**Texto de estudio**
——

Al llegar al final de nuestro Año de la Eucaristía en la Arquidiócesis de Seattle y comenzar una nueva fase de nuestro proceso de planeación pastoral, quisiera ofrecer una breve reflexión sobre la Eucaristía, punto de encuentro privilegiado con Jesús que nos impulsa a llevar a cabo esta misión.

Nuestra Iglesia está edificada sobre la presencia de Cristo en la Eucaristía. En la solemnidad de Corpus Christi, renovamos nuestra fe en esta misteriosa, pero verdadera presencia de Cristo en la Eucaristía en las especies del pan y el vino que se convierten en su cuerpo y sangre. Es la presencia de Cristo en la Iglesia y todos sus miembros que vuelven la Iglesia a la vez divina y humana.

Para hacer esto realidad, somos llamados a ser miembros del Cuerpo de Cristo y es imperativo que celebremos correctamente y recibamos con regularidad la Eucaristía.

——

**Entradas proporcionadas**
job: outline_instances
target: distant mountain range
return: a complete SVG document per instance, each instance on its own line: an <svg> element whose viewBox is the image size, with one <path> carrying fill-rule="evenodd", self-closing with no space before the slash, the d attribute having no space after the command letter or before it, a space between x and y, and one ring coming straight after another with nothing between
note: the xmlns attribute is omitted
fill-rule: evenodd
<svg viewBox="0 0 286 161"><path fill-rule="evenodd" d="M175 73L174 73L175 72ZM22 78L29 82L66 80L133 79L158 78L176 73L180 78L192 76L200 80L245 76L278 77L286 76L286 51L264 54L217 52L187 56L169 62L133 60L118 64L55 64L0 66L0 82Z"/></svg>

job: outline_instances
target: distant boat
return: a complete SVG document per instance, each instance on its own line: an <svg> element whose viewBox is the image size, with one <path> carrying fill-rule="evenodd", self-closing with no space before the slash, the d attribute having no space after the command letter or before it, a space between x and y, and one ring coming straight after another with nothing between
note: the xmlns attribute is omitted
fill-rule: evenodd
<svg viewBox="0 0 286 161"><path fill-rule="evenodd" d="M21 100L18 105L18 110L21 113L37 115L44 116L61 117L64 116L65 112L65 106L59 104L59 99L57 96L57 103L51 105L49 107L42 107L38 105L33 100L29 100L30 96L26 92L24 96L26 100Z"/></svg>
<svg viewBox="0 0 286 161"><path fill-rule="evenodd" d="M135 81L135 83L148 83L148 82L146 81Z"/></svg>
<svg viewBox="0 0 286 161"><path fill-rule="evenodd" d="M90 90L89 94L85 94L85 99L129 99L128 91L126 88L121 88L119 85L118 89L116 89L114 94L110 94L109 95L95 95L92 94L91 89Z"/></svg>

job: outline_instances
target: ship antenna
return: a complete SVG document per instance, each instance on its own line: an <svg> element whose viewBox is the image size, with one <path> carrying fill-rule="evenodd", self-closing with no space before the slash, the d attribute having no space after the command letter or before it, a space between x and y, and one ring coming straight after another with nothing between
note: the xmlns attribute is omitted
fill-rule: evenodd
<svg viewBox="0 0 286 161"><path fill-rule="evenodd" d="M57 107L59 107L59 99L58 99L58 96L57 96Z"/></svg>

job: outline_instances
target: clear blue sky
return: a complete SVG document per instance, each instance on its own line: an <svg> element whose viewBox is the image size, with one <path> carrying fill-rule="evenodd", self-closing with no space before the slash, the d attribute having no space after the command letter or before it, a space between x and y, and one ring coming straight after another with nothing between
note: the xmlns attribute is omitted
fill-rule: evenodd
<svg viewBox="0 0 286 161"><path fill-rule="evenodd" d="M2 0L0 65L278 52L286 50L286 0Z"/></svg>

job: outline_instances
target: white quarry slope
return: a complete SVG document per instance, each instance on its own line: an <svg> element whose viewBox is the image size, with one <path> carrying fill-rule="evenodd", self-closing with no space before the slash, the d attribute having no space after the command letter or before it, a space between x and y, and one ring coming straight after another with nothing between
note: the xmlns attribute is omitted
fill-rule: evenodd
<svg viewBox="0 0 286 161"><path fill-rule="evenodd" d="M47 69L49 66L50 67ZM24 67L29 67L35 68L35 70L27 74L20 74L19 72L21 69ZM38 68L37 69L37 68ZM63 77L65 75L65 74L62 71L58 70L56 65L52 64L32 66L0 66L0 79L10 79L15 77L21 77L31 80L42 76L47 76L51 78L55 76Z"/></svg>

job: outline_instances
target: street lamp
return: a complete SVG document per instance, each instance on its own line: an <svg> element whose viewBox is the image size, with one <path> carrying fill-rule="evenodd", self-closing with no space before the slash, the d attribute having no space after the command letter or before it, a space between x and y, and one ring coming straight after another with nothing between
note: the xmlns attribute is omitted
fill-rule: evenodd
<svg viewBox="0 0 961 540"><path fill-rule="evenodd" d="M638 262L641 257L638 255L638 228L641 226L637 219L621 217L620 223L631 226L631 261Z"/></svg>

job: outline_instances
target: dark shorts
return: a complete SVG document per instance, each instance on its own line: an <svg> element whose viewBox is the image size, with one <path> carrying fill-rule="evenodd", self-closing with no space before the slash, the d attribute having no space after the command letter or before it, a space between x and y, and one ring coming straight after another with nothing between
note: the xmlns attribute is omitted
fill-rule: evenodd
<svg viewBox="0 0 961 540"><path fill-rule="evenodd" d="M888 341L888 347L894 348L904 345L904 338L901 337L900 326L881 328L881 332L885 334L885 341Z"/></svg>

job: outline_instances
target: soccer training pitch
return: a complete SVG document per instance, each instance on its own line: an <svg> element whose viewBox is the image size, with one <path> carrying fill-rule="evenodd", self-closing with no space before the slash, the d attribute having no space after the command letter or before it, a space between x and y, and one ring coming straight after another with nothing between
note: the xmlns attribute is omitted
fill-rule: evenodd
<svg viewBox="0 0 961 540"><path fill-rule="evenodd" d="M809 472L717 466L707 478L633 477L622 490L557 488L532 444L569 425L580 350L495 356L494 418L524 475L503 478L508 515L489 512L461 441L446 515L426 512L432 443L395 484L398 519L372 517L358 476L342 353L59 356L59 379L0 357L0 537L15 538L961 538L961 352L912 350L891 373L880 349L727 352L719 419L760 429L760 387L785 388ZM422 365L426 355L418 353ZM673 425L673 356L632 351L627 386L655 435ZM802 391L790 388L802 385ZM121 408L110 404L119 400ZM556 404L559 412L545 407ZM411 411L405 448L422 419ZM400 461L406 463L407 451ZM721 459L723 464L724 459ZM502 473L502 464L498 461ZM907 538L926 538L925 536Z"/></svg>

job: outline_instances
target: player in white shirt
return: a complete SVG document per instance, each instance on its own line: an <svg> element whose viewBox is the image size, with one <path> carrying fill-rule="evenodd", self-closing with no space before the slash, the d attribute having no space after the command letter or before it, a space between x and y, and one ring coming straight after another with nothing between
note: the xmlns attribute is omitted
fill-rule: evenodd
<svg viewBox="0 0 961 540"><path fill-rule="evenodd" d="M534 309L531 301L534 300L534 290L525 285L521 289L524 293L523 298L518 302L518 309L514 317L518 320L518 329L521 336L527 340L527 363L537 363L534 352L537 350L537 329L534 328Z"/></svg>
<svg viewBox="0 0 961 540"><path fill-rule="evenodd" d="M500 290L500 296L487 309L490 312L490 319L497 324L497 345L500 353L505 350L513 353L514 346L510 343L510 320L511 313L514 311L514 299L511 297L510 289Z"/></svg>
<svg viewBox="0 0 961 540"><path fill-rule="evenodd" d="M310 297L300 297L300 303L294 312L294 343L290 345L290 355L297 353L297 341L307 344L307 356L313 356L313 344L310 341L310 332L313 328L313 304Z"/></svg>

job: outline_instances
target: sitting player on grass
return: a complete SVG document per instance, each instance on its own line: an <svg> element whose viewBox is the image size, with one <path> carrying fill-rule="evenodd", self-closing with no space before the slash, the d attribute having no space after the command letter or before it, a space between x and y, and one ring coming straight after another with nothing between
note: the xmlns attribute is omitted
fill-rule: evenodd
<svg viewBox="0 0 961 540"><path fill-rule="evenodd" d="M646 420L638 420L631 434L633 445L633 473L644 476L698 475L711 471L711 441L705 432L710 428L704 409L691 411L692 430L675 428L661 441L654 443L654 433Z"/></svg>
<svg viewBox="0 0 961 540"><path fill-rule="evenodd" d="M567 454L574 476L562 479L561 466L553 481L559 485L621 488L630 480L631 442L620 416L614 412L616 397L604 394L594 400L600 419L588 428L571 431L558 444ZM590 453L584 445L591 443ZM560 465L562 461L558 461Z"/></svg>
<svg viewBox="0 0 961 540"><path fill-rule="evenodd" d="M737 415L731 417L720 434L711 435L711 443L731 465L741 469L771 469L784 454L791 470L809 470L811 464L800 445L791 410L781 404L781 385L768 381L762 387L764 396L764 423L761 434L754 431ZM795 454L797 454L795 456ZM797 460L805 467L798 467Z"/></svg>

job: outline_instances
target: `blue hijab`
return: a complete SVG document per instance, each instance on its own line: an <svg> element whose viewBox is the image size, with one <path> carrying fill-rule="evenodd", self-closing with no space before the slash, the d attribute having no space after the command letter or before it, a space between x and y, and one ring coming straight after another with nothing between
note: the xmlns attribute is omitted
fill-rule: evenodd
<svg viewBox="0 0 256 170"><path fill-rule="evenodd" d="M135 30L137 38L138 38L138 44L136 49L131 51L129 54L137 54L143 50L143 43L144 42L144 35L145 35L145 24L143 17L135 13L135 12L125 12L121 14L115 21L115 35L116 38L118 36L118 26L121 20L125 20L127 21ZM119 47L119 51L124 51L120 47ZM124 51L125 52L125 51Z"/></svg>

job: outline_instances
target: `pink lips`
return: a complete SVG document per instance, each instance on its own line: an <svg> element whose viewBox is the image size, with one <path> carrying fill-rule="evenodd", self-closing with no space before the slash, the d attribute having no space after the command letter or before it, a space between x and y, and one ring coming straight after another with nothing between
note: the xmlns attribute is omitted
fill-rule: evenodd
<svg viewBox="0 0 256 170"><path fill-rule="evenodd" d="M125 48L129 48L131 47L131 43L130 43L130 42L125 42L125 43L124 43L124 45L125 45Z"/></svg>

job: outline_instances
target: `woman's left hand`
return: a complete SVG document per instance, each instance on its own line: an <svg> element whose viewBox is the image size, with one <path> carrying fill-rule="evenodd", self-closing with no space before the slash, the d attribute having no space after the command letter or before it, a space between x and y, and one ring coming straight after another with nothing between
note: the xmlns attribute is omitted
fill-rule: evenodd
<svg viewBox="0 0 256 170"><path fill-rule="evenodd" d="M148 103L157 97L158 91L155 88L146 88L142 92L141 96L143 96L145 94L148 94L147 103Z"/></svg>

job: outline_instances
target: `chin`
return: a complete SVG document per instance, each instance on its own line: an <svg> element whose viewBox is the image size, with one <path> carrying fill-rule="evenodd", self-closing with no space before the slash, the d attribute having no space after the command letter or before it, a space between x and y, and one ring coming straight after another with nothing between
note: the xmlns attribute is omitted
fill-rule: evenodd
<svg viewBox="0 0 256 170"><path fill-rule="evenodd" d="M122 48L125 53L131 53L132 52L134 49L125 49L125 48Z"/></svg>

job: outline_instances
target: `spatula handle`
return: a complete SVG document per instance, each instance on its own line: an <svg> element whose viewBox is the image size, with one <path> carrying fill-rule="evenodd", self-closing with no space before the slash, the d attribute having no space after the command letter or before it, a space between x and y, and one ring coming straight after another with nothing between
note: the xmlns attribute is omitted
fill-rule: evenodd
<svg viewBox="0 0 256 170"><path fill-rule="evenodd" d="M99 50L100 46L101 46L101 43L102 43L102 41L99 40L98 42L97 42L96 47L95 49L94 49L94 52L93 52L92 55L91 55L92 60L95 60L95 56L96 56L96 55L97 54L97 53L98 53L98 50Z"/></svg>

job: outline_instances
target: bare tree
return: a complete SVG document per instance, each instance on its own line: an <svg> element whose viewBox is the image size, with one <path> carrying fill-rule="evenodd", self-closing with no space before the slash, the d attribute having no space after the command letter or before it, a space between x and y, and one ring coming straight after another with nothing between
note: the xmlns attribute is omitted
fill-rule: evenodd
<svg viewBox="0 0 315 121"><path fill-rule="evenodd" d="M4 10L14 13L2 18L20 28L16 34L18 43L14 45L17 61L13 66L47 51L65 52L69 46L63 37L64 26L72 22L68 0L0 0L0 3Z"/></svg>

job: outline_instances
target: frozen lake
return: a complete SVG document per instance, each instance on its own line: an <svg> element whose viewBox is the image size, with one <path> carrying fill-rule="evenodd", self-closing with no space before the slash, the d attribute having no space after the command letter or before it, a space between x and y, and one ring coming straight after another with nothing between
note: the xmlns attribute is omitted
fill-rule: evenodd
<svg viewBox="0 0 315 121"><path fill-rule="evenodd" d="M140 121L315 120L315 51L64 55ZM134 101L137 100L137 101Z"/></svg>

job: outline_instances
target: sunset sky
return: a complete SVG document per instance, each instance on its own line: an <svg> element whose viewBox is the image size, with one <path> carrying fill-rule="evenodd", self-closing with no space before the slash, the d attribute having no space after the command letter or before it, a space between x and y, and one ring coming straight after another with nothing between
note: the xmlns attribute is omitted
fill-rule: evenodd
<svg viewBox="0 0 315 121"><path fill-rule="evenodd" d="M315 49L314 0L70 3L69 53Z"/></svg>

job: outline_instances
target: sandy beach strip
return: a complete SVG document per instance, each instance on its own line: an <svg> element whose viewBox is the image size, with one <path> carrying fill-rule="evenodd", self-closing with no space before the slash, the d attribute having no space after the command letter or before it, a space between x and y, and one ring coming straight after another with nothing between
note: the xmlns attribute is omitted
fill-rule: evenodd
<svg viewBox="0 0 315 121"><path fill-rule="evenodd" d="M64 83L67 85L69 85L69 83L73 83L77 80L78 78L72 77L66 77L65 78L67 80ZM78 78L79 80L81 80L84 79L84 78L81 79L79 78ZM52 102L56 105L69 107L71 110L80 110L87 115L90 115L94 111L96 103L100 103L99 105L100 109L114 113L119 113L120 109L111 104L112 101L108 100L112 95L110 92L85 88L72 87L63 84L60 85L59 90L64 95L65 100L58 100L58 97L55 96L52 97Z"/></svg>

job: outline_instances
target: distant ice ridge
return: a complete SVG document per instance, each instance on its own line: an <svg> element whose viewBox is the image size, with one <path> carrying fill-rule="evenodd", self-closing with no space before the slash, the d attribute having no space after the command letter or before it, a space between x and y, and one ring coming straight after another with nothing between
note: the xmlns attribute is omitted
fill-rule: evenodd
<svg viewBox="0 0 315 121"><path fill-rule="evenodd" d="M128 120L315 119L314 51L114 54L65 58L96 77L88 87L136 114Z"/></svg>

——

**Consigna**
Reproduce completa y sin ningún cambio la reflexión sobre la Eucaristía que aparece arriba.

**Tu solución**
Al llegar al final de nuestro Año de la Eucaristía en la Arquidiócesis de Seattle y comenzar una nueva fase de nuestro proceso de planeación pastoral, quisiera ofrecer una breve reflexión sobre la Eucaristía, punto de encuentro privilegiado con Jesús que nos impulsa a llevar a cabo esta misión.

Nuestra Iglesia está edificada sobre la presencia de Cristo en la Eucaristía. En la solemnidad de Corpus Christi, renovamos nuestra fe en esta misteriosa, pero verdadera presencia de Cristo en la Eucaristía en las especies del pan y el vino que se convierten en su cuerpo y sangre. Es la presencia de Cristo en la Iglesia y todos sus miembros que vuelven la Iglesia a la vez divina y humana.

Para hacer esto realidad, somos llamados a ser miembros del Cuerpo de Cristo y es imperativo que celebremos correctamente y recibamos con regularidad la Eucaristía.